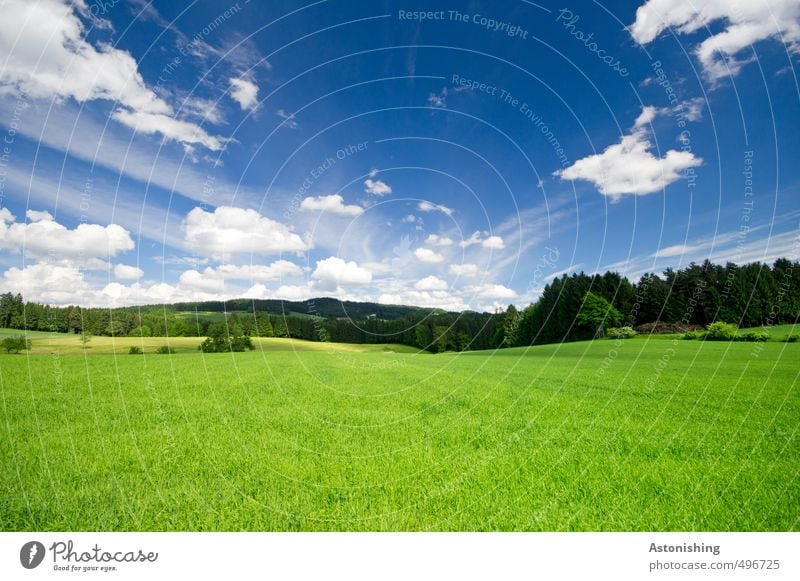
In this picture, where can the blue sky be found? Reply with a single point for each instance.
(456, 154)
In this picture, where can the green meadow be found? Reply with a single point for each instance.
(594, 436)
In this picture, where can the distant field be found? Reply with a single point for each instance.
(649, 435)
(70, 344)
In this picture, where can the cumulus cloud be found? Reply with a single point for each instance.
(177, 129)
(289, 119)
(376, 187)
(333, 272)
(491, 291)
(293, 292)
(45, 54)
(490, 242)
(47, 283)
(193, 280)
(436, 240)
(466, 270)
(245, 93)
(629, 167)
(333, 204)
(431, 283)
(126, 272)
(43, 236)
(431, 299)
(745, 22)
(37, 216)
(429, 207)
(493, 243)
(428, 255)
(275, 271)
(230, 230)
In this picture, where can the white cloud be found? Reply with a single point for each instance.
(493, 243)
(428, 255)
(230, 230)
(377, 187)
(45, 237)
(37, 216)
(438, 100)
(746, 22)
(293, 293)
(245, 93)
(692, 109)
(333, 204)
(45, 54)
(475, 238)
(432, 299)
(183, 131)
(466, 270)
(253, 272)
(125, 272)
(629, 167)
(194, 280)
(48, 283)
(436, 240)
(334, 272)
(491, 291)
(429, 207)
(257, 291)
(289, 119)
(431, 283)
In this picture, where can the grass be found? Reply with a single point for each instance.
(647, 435)
(70, 344)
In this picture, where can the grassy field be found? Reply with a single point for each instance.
(650, 435)
(70, 344)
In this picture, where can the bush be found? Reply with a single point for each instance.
(16, 344)
(143, 331)
(720, 331)
(692, 335)
(754, 336)
(621, 333)
(220, 340)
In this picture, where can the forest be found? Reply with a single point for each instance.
(751, 295)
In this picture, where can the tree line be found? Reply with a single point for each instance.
(571, 308)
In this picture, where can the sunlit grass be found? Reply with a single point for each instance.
(649, 435)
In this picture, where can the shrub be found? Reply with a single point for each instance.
(143, 331)
(692, 335)
(16, 344)
(720, 331)
(219, 340)
(755, 336)
(621, 333)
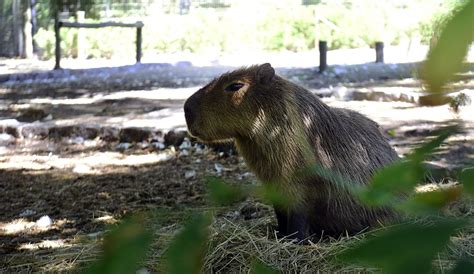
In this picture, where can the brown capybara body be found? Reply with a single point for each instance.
(281, 130)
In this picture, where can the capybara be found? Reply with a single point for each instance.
(281, 129)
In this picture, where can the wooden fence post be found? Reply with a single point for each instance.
(139, 42)
(57, 28)
(80, 15)
(379, 52)
(323, 50)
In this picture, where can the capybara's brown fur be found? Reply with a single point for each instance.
(282, 129)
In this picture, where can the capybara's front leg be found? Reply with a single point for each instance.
(292, 225)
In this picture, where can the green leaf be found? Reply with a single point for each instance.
(463, 267)
(407, 248)
(467, 179)
(430, 202)
(259, 267)
(420, 153)
(187, 250)
(390, 182)
(447, 56)
(124, 247)
(221, 193)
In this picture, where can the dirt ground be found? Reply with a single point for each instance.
(65, 179)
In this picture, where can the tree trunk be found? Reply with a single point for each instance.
(16, 23)
(27, 50)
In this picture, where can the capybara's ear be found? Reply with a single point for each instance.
(265, 73)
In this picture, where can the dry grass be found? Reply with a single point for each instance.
(235, 242)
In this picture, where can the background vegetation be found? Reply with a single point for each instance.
(245, 25)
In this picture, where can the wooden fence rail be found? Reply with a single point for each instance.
(60, 24)
(323, 50)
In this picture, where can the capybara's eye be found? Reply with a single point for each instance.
(234, 87)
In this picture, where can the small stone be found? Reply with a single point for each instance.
(134, 135)
(44, 222)
(218, 167)
(123, 146)
(190, 174)
(34, 131)
(86, 132)
(158, 145)
(82, 169)
(186, 144)
(109, 134)
(6, 138)
(76, 140)
(27, 212)
(61, 132)
(143, 271)
(31, 114)
(173, 138)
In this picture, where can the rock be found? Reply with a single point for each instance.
(218, 168)
(76, 140)
(82, 169)
(86, 132)
(61, 132)
(173, 138)
(44, 222)
(13, 131)
(123, 146)
(434, 99)
(186, 144)
(34, 131)
(133, 135)
(158, 145)
(109, 134)
(31, 114)
(342, 93)
(6, 139)
(190, 174)
(27, 213)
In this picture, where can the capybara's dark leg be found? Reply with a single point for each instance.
(291, 224)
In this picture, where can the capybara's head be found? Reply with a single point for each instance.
(228, 106)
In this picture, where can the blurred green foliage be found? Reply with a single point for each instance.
(265, 26)
(447, 56)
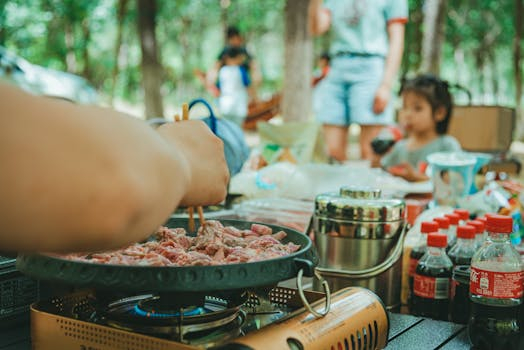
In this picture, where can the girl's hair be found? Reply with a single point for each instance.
(436, 92)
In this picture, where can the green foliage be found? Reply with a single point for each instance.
(80, 36)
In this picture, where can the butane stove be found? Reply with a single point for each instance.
(270, 318)
(17, 292)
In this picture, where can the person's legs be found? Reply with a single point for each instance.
(330, 107)
(336, 141)
(366, 78)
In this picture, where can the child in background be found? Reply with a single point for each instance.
(425, 115)
(233, 83)
(322, 69)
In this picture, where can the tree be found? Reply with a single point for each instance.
(434, 17)
(151, 68)
(120, 14)
(517, 55)
(298, 62)
(413, 38)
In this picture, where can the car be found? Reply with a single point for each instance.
(45, 81)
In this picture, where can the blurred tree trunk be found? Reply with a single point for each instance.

THE PROBLEM:
With the pictures removed, repeat the listing above exactly as it stands.

TASK RESPONSE:
In this picture, where can the blue sky be found? Reply with a single point for each instance.
(456, 154)
In this picture, where can the green meadow be found? Reply with a single point for each instance.
(594, 436)
In this picture, where can the distant field be found? Reply with a single point for each instance.
(649, 435)
(70, 344)
In this picture, where can the cumulus cloud be found? Reply with a single point for each instance.
(177, 129)
(289, 119)
(376, 187)
(333, 272)
(491, 291)
(293, 292)
(45, 54)
(490, 242)
(47, 283)
(193, 280)
(436, 240)
(466, 270)
(245, 93)
(629, 167)
(333, 204)
(431, 283)
(126, 272)
(43, 236)
(431, 299)
(745, 22)
(37, 216)
(429, 207)
(493, 243)
(428, 255)
(275, 271)
(230, 230)
In this picture, where can the white cloud be found? Reply with a single point for each instance.
(493, 243)
(428, 255)
(230, 230)
(377, 187)
(45, 237)
(37, 216)
(438, 100)
(746, 22)
(293, 293)
(245, 93)
(692, 109)
(333, 204)
(45, 54)
(475, 238)
(432, 299)
(183, 131)
(466, 270)
(253, 272)
(125, 272)
(629, 167)
(194, 280)
(48, 283)
(436, 240)
(334, 272)
(491, 291)
(429, 207)
(257, 291)
(289, 119)
(431, 283)
In this picture, where can the grass be found? Reply with a single point for each instance.
(647, 435)
(70, 344)
In this picture, where can the grassy field be found? Reply with a single point for each instance.
(650, 435)
(70, 344)
In this picture, where can the bush be found? Reply with a single point for each instance.
(16, 344)
(143, 331)
(720, 331)
(692, 335)
(754, 336)
(621, 333)
(220, 340)
In this picture, where can the forest be found? Reply with a single point for each instance.
(751, 295)
In this picture, where can the tree line be found? Reply with a single point for each instance.
(571, 308)
In this picture, where can the sunlit grass be found? Reply with a single point for each instance.
(649, 435)
In this picture, where can the shrub be found? Reply with a single point for each instance.
(143, 331)
(692, 335)
(16, 344)
(720, 331)
(219, 340)
(755, 336)
(621, 333)
In this picture, where can the brown capybara body be found? Reply with a single point for each instance.
(281, 130)
In this picture, where can the capybara be found? Reply with a single point for each instance.
(281, 129)
In this picture, where can the wooden fence post be found? Reply with a single point for each instance.
(139, 42)
(57, 28)
(80, 15)
(379, 52)
(323, 50)
In this picture, where can the capybara's brown fur be found? Reply with a single point for each instance.
(282, 129)
In this picture, where can the capybara's front leg be found? Reply with a single point for each instance.
(292, 225)
In this picture, where can the green leaf be found? Reply with a single point for each instance.
(463, 267)
(407, 248)
(467, 179)
(430, 202)
(259, 267)
(420, 153)
(187, 250)
(390, 182)
(447, 56)
(124, 247)
(221, 193)
In this picture, where can the dirt ground be found? Reply with a single point for each instance.
(65, 179)
In this picture, where can the tree trunk be found? Reply with a single point for each instance.
(16, 23)
(27, 50)
In this picture, where can the capybara's ear be found? Reply with a single point for each instance.
(265, 73)
In this picture, where can the dry grass be found? Reply with a single point for each instance.
(235, 242)
In this picture, where can the background vegetation be found? Reply with a single point for each instance.
(245, 25)
In this picture, where can the wooden fence rail be found? Reply with a single point for each instance.
(60, 24)
(323, 50)
In this picture, where can the capybara's eye be found? Reply with a single point for each instance.
(234, 87)
In this picture, where can the small stone be found? Reply with a single point for each instance.
(134, 135)
(44, 222)
(218, 167)
(123, 146)
(190, 174)
(34, 131)
(86, 132)
(158, 145)
(82, 169)
(186, 144)
(109, 134)
(6, 138)
(76, 140)
(27, 212)
(61, 132)
(143, 271)
(31, 114)
(173, 138)
In this picture, where can the rock be found? Reply with a single point for each instance.
(218, 168)
(76, 140)
(82, 169)
(86, 132)
(61, 132)
(173, 138)
(44, 222)
(13, 131)
(123, 146)
(434, 99)
(186, 144)
(34, 131)
(133, 135)
(158, 145)
(109, 134)
(31, 114)
(342, 93)
(6, 139)
(190, 174)
(27, 213)
In this picture, where can the capybara's dark leg be found? Reply with a single point for each instance.
(291, 224)
In this picture, where can the capybara's head be found? Reply with a single point for each instance.
(228, 106)
In this picture, where can the blurred green foliage be found? Reply with a single point for each instance.
(265, 26)
(447, 56)
In this picture, where can the girl's hair be found? Reply with a single point for each instance.
(436, 92)
In this picture, where can the green foliage be found? Reply with a single point for each instance.
(80, 36)
In this picture, where can the butane stove be found? Reply with a single point for each instance.
(270, 318)
(17, 292)
In this picture, where can the person's legs be found? Reply with a single point for each instance.
(330, 107)
(336, 141)
(366, 78)
In this picture, where can the child in background be found? Reply with a single point for each instance.
(425, 115)
(233, 83)
(322, 69)
In this picture, where can the tree be found? Reply with a single point for each instance.
(434, 17)
(151, 68)
(120, 14)
(517, 55)
(298, 62)
(413, 38)
In this picture, where can the car be found? Reply with a single point for each instance.
(45, 81)
In this picture, where can the blurred tree trunk be found? Reply with a single point for each instance.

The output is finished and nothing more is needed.